--- Provided entries ---
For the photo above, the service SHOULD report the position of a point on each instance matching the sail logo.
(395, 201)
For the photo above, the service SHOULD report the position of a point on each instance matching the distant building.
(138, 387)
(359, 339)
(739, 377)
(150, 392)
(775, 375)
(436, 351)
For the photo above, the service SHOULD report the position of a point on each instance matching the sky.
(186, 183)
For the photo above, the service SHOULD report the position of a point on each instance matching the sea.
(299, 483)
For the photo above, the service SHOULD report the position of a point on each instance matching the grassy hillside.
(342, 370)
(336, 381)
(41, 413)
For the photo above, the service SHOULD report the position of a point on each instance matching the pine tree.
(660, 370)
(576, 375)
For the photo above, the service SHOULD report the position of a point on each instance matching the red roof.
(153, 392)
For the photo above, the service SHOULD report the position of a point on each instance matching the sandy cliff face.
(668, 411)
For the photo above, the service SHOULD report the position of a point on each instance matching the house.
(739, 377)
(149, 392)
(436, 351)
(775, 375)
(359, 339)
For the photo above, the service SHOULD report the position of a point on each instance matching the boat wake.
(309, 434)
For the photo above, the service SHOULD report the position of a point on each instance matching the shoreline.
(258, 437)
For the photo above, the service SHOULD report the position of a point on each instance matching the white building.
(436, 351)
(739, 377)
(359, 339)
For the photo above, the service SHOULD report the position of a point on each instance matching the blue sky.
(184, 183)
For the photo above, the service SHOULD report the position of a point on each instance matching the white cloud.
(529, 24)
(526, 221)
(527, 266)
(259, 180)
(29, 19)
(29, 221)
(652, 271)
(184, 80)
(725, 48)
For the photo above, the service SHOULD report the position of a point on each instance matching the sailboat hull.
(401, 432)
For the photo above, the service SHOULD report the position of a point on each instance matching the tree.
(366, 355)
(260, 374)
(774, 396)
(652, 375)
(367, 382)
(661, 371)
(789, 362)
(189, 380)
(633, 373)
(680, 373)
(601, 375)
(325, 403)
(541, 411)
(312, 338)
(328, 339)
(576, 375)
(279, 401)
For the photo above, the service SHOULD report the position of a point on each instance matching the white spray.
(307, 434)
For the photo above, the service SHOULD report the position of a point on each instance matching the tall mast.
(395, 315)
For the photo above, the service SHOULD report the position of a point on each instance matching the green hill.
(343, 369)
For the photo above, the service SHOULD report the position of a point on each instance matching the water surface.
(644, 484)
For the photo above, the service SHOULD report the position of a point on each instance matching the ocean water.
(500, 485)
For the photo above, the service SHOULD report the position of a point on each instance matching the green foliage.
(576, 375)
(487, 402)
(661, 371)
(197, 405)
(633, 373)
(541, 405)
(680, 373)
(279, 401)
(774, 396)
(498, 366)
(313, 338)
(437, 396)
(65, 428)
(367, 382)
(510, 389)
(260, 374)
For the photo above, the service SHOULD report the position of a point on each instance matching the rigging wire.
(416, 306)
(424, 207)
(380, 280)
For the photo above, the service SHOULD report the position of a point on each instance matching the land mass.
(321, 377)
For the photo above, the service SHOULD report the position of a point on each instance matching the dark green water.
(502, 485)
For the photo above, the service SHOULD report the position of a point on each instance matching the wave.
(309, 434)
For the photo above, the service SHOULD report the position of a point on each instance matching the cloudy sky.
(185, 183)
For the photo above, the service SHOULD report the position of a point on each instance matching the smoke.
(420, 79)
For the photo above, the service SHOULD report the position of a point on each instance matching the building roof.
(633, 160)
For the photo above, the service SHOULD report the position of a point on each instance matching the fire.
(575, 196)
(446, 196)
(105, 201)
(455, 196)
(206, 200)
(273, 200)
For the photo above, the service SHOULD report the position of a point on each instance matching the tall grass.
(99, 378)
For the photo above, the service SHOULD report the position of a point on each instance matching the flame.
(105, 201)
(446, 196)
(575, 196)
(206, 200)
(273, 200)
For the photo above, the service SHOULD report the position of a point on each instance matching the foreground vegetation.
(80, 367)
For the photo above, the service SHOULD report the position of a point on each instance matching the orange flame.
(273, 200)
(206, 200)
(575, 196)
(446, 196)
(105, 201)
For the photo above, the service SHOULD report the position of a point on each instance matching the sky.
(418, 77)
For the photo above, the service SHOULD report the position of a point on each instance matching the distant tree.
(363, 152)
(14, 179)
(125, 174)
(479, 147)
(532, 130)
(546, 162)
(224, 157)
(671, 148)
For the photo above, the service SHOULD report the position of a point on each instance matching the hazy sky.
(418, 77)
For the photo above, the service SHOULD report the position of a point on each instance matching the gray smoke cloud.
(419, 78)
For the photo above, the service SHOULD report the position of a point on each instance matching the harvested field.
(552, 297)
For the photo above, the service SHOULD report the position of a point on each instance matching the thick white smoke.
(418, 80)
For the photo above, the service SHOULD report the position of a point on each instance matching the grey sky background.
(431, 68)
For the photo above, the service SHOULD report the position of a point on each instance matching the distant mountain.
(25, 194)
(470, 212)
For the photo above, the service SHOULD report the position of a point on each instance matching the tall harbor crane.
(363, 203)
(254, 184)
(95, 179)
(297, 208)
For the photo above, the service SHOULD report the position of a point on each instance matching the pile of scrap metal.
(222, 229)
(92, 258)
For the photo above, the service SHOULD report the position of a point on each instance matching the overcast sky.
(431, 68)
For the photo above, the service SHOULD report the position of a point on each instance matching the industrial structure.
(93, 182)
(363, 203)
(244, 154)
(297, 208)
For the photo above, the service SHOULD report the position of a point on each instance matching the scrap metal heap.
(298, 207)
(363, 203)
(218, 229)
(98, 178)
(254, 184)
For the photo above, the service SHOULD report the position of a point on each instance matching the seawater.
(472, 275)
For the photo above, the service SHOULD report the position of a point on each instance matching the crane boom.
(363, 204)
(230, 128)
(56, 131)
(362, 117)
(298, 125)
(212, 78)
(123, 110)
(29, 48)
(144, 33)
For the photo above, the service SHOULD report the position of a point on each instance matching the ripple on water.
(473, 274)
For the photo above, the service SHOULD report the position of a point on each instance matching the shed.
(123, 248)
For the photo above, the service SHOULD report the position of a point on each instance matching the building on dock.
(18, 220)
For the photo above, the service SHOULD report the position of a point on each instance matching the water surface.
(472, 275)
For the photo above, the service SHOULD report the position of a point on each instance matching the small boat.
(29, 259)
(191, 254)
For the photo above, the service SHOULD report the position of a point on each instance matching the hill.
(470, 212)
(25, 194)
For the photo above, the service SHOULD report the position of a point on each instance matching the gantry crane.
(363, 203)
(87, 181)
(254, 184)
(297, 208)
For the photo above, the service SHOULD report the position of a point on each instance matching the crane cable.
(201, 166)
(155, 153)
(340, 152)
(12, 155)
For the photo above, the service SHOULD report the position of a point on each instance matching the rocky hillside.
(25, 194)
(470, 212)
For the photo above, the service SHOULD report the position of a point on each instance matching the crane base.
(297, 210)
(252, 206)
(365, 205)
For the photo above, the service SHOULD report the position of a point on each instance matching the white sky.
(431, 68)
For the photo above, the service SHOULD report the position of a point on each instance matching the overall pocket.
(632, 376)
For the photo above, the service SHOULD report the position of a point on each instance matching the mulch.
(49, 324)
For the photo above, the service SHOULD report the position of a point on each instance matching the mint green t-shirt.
---
:: Task instructions ::
Every record above must be duplicated exactly.

:: Correct output ::
For the photo above, the service SHOULD report the position of a point on each instance matching the sail logo.
(395, 201)
For the photo above, the service SHOULD report the position of a point on each instance matching the distant building.
(138, 387)
(359, 339)
(739, 377)
(150, 392)
(775, 375)
(436, 351)
For the photo above, the service SHOULD report the position of a point on each instance matching the sky.
(186, 183)
For the photo above, the service SHOULD report the position of a point on each instance matching the sea.
(299, 483)
For the photo above, the service SHOULD report the position of a point on each instance matching the grassy hillside.
(342, 370)
(336, 381)
(41, 413)
For the photo above, the service SHOULD report the position of a point on each instance matching the pine tree.
(660, 370)
(576, 375)
For the photo above, the service SHOULD report the position of a point on each instance matching the red roof.
(153, 392)
For the photo above, the service SHOULD report the position of a point on each instance matching the sandy cliff face.
(668, 411)
For the photo above, the service SHOULD report the position of a point on each instance matching the house.
(739, 377)
(149, 392)
(436, 351)
(775, 375)
(359, 339)
For the photo above, the service SHOULD report the position of a point on each instance matching the boat wake.
(309, 434)
For the photo above, the service SHOULD report the position of a point on each instance matching the shoreline.
(258, 437)
For the photo above, the service SHOULD report the position of a point on each instance matching the white building.
(436, 351)
(739, 377)
(359, 339)
For the photo above, the service SHOULD report the position of a point on each instance matching the blue sky.
(184, 183)
For the photo above, the service SHOULD report the position of a point on each instance matching the white cloud.
(529, 24)
(526, 221)
(527, 266)
(259, 180)
(29, 19)
(29, 221)
(652, 271)
(184, 80)
(725, 48)
For the photo above, the service SHOULD report the position of a point on each instance matching the sailboat hull.
(401, 432)
For the photo above, the service SHOULD report the position of a point on each instance matching the tree.
(366, 355)
(260, 374)
(774, 396)
(652, 375)
(367, 382)
(661, 371)
(789, 362)
(189, 380)
(633, 373)
(680, 373)
(601, 375)
(325, 403)
(541, 411)
(312, 338)
(328, 339)
(576, 375)
(279, 401)
For the photo above, the service SHOULD report the position of a point on each instance matching the white spray.
(307, 434)
For the photo above, the service SHOULD report the position of a point on each instance matching the tall mast.
(395, 315)
For the photo above, the service SHOULD report the position of a point on each instance matching the green hill.
(343, 369)
For the photo above, the service SHOULD report the position of a point on each instance matching the water surface.
(644, 484)
For the photo above, the service SHOULD report the position of a point on each instance matching the ocean water.
(500, 485)
For the photo above, the service SHOULD report the position of a point on each instance matching the green foliage.
(576, 375)
(487, 402)
(661, 371)
(197, 405)
(633, 373)
(541, 405)
(680, 373)
(279, 401)
(774, 396)
(498, 366)
(313, 338)
(437, 396)
(65, 428)
(367, 382)
(510, 389)
(260, 374)
For the photo above, the service SHOULD report the position of a point on each instance matching the rigging wire.
(416, 306)
(424, 207)
(380, 280)
For the photo above, the service SHOULD report the position of a point on each instance matching the land mass.
(321, 377)
For the photo above, the service SHOULD report the position of a point on each instance matching the dark green water.
(502, 485)
For the photo above, the service SHOULD report the position of a point on each instance matching the wave.
(309, 434)
For the photo above, the service SHOULD report the position of a point on each instance matching the cloudy sky.
(185, 183)
For the photo above, the service SHOULD report the position of a point on each instance matching the smoke.
(420, 79)
For the photo above, the service SHOULD report the position of a point on each instance matching the building roof.
(633, 160)
For the photo above, the service SHOULD report the position of a point on each instance matching the fire.
(575, 196)
(446, 196)
(105, 201)
(455, 196)
(206, 200)
(273, 200)
For the photo above, the service SHOULD report the position of a point on each instance matching the tall grass.
(99, 378)
For the photo above, the service SHOULD report the position of a point on each instance matching the flame.
(105, 201)
(446, 196)
(575, 196)
(206, 200)
(273, 200)
For the photo above, the service SHOULD report the position of a point on each instance matching the foreground vegetation.
(80, 367)
For the photo above, the service SHOULD report the position of a point on each instance matching the orange flame.
(273, 200)
(206, 200)
(575, 196)
(446, 196)
(105, 201)
For the photo above, the service SHOULD report the position of a point on each instance matching the sky.
(418, 77)
For the photo above, the service SHOULD report the position of a point on each instance matching the distant tree.
(363, 152)
(14, 179)
(125, 174)
(479, 147)
(532, 130)
(546, 162)
(224, 157)
(671, 148)
For the photo above, the service SHOULD report the position of a point on each instance matching the hazy sky.
(418, 77)
For the photo above, the service SHOULD report the position of a point on each instance matching the gray smoke cloud.
(419, 78)
For the photo above, the service SHOULD report the position of a point on each instance matching the harvested field.
(552, 297)
For the photo above, the service SHOULD report the position of a point on each instance matching the thick white smoke.
(418, 80)
For the photo above, the service SHOULD report the position of a point on each instance matching the grey sky background.
(431, 68)
For the photo above, the service SHOULD report the position of a point on each instance matching the distant mountain.
(25, 194)
(470, 212)
For the photo above, the service SHOULD report the position of a point on each instance matching the tall harbor crane.
(363, 203)
(254, 184)
(95, 179)
(297, 208)
For the photo above, the service SHOULD report the position of a point on each instance matching the pile of scrap metal.
(222, 229)
(92, 258)
For the photo above, the service SHOULD report the position of a point on each instance matching the overcast sky.
(431, 68)
For the photo above, the service SHOULD report the position of a point on each instance matching the industrial structure.
(93, 182)
(363, 203)
(244, 154)
(297, 208)
For the photo above, the service SHOULD report the position of a point on each instance matching the scrap metal heap.
(298, 207)
(363, 203)
(218, 229)
(98, 178)
(254, 184)
For the photo above, the service SHOULD report the position of a point on each instance matching the seawater.
(472, 275)
For the photo above, the service SHOULD report the position of a point on each instance matching the crane boom.
(363, 204)
(230, 128)
(56, 131)
(362, 117)
(298, 125)
(212, 78)
(123, 110)
(29, 48)
(144, 33)
For the photo above, the service SHOULD report the position of a point on each instance matching the ripple on water.
(473, 274)
For the photo above, the service SHOULD report the position of a point on each instance matching the shed.
(123, 248)
For the photo above, the service SHOULD report the position of a point on each instance matching the building on dock.
(18, 220)
For the photo above, the service SHOULD report the position of a point on each instance matching the water surface.
(472, 275)
For the photo above, the service SHOULD report the position of a point on each instance matching the small boat.
(29, 259)
(191, 254)
For the photo above, the service SHOULD report the position of a point on each instance matching the hill.
(470, 212)
(25, 194)
For the photo above, the service SHOULD report the position of a point on each instance matching the gantry crane.
(363, 203)
(87, 181)
(254, 184)
(297, 208)
For the photo above, the service SHOULD report the position of a point on each instance matching the crane cable.
(201, 166)
(155, 153)
(340, 152)
(12, 155)
For the photo above, the service SHOULD report the position of a point on each instance matching the rocky hillside.
(25, 194)
(470, 212)
For the photo above, the service SHOULD report the position of a point on each instance matching the crane base.
(297, 210)
(252, 206)
(365, 205)
For the photo above, the service SHOULD report the position of a point on each instance matching the white sky.
(431, 68)
For the photo above, the service SHOULD report the position of a point on each instance matching the overall pocket.
(632, 376)
For the photo above, the service SHOULD report the position of a point on each instance matching the mulch.
(49, 324)
For the photo above, the service SHOULD report the position of a point on each instance matching the mint green t-shirt.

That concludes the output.